YOUR ASSIGNMENT:
For each line below with the word "yard", write out a copy.

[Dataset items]

──────

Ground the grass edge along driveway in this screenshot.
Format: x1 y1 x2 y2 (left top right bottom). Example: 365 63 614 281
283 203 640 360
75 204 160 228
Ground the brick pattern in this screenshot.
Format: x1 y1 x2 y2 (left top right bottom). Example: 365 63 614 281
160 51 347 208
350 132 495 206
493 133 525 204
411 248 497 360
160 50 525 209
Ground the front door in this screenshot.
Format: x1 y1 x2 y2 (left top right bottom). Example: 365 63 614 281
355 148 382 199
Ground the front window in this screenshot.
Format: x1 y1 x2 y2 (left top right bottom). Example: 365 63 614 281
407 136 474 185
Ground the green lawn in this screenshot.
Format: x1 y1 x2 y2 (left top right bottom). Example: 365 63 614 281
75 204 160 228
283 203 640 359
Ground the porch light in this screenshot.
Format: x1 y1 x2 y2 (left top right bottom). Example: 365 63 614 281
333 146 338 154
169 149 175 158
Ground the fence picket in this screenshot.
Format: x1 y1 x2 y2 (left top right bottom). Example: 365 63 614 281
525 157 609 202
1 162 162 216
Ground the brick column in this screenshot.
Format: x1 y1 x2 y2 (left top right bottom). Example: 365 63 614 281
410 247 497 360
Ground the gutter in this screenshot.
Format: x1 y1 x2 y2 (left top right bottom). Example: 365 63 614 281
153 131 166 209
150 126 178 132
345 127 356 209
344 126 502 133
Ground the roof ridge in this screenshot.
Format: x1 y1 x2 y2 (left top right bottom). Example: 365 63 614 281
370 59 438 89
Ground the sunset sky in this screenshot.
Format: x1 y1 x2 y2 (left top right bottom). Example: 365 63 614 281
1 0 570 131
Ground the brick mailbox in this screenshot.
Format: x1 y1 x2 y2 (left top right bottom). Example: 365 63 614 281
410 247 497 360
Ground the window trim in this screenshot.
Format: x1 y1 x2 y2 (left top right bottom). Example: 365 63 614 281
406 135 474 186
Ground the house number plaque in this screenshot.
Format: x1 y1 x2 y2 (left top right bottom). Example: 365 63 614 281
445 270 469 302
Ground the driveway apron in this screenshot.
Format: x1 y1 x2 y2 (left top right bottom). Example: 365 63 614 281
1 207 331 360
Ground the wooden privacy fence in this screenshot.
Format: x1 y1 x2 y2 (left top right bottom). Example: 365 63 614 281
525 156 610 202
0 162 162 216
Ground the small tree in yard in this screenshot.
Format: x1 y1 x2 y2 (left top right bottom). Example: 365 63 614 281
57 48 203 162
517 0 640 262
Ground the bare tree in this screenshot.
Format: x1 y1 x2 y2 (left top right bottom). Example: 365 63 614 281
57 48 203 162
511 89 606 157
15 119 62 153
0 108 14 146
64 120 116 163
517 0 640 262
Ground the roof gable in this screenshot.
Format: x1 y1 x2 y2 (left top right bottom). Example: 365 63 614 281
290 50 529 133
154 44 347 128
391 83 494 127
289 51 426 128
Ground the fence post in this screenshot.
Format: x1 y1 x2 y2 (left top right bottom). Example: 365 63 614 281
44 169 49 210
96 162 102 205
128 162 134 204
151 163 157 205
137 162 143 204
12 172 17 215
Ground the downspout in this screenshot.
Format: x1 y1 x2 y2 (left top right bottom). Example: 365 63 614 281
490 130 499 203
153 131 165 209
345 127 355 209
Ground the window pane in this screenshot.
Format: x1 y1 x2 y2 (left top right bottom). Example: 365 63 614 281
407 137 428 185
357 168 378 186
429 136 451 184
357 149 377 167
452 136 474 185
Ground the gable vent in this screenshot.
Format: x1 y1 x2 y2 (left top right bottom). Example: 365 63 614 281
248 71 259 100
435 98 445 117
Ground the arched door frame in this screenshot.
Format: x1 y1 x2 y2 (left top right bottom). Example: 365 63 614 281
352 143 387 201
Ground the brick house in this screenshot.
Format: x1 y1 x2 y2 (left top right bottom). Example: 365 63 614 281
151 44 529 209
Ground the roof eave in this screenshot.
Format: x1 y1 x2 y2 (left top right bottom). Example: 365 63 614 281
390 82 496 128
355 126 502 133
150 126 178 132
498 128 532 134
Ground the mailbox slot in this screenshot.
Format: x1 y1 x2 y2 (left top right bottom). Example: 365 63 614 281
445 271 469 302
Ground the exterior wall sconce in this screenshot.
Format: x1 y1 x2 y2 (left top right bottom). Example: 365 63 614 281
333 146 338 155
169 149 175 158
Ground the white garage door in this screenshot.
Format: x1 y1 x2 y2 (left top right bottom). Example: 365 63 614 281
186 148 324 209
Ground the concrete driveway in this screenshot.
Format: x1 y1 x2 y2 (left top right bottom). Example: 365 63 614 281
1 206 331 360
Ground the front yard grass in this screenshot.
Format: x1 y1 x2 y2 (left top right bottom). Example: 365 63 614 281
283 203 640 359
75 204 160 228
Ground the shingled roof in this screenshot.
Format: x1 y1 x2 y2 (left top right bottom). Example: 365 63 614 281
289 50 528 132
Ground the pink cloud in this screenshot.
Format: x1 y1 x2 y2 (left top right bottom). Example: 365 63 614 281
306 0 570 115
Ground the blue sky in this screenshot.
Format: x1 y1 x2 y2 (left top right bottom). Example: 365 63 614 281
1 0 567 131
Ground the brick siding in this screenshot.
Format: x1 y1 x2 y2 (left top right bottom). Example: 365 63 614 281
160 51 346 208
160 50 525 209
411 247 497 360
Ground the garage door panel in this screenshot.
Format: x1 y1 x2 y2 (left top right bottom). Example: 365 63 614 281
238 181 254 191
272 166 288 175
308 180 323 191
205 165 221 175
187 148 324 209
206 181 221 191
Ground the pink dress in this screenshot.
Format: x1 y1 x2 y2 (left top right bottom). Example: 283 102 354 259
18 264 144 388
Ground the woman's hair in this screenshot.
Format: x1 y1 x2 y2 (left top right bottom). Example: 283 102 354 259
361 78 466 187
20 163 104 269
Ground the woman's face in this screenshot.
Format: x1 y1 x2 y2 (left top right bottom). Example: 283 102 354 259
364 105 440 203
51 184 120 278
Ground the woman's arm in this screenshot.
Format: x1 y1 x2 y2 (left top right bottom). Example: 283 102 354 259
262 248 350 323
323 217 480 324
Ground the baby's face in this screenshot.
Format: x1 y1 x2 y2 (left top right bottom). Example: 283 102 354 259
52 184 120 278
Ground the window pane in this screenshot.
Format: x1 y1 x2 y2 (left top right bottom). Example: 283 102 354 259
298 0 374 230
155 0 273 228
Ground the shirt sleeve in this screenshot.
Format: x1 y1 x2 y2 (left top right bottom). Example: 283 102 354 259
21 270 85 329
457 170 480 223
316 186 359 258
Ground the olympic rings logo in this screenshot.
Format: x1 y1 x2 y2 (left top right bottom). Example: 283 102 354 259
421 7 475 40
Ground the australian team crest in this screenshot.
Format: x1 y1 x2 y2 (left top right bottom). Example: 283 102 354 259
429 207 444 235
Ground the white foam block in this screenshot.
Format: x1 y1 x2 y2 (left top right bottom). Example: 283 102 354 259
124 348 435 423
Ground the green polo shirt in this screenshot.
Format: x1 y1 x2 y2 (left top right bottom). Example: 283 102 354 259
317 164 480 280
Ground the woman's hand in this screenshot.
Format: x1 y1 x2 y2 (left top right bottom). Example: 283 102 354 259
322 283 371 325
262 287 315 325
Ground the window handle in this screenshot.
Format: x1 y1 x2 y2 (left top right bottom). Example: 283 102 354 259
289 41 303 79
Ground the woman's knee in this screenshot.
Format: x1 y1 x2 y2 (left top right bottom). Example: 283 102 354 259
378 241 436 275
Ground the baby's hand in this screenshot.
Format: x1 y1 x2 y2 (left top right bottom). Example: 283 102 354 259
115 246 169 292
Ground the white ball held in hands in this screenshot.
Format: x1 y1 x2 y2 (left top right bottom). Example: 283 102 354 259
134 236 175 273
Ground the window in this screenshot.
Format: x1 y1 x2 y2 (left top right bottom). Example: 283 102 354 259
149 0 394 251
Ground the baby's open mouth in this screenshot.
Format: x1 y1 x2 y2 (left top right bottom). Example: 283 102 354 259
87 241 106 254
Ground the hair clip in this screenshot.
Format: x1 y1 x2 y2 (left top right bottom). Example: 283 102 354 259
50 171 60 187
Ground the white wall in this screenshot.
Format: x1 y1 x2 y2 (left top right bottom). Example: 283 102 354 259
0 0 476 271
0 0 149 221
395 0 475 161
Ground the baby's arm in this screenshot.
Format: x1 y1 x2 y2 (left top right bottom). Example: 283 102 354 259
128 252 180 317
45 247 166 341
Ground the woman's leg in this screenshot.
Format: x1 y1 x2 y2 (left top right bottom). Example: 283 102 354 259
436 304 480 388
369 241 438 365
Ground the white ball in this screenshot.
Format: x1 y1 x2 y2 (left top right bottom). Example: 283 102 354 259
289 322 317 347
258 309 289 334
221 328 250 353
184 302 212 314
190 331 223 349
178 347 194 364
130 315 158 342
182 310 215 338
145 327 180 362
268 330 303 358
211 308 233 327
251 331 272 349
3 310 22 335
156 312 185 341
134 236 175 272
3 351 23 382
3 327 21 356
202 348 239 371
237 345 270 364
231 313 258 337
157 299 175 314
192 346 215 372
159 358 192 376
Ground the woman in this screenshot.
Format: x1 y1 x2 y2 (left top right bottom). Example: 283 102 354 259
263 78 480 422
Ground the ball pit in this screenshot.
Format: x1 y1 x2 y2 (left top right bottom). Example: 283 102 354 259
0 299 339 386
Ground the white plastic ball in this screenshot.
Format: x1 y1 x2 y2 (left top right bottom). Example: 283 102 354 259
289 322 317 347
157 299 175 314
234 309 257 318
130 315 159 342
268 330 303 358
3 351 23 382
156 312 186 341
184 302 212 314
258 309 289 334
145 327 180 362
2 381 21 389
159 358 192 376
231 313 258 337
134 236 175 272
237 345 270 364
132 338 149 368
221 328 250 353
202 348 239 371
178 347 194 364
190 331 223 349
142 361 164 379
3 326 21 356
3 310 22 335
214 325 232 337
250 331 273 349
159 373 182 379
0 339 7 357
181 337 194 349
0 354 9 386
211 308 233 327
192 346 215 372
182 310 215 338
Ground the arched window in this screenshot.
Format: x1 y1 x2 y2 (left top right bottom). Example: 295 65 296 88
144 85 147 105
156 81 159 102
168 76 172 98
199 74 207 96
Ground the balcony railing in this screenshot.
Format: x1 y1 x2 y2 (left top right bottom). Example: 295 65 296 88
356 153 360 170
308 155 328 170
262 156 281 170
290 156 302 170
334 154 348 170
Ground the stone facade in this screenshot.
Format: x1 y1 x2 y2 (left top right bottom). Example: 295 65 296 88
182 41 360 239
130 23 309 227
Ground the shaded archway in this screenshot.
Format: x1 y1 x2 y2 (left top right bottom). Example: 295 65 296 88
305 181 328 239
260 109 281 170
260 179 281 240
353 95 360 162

──────

TASK OUTPUT:
Ground the small tree in yard in this screenshot.
Ground the front yard grass in this screenshot.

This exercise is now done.